Task objective: Rewrite every line of the records below, requests included, but multiply each answer coordinate by 2.2 and round it to a whole number, rounding halves up. Keep the pictures out of your answer.

Records supplied:
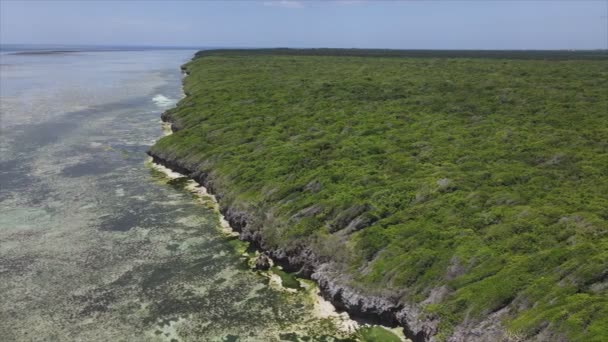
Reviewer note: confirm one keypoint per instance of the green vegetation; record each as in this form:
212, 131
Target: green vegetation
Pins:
485, 177
376, 334
288, 280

Answer to this task:
Reviewer note: confirm one keypoint per instance of the green vegetation; record each as in this form:
212, 131
Target: green vegetation
Pins:
1067, 389
827, 735
634, 616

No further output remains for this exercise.